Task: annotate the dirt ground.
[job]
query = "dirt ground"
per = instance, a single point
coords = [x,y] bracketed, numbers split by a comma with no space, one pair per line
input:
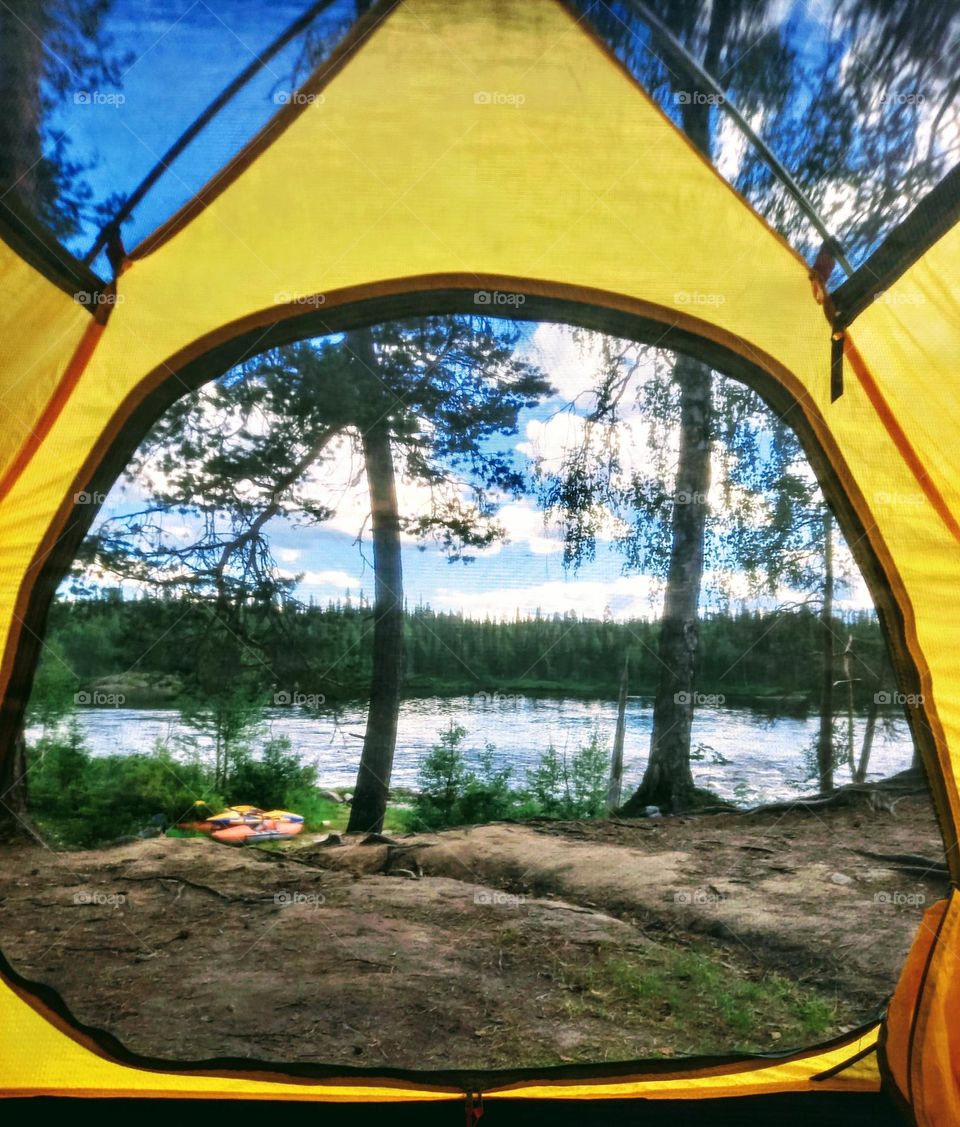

** WHAT TO WORK ON **
Can you output every one of the rows above word for word, leaving out the picture?

** ANSWER IN FULL **
Task: annotate the dirt ground.
[job]
query = "dirt ground"
per = instance, a single point
coords = [x,y] bracketed, numbers split by a comma with no space, one pair per line
input:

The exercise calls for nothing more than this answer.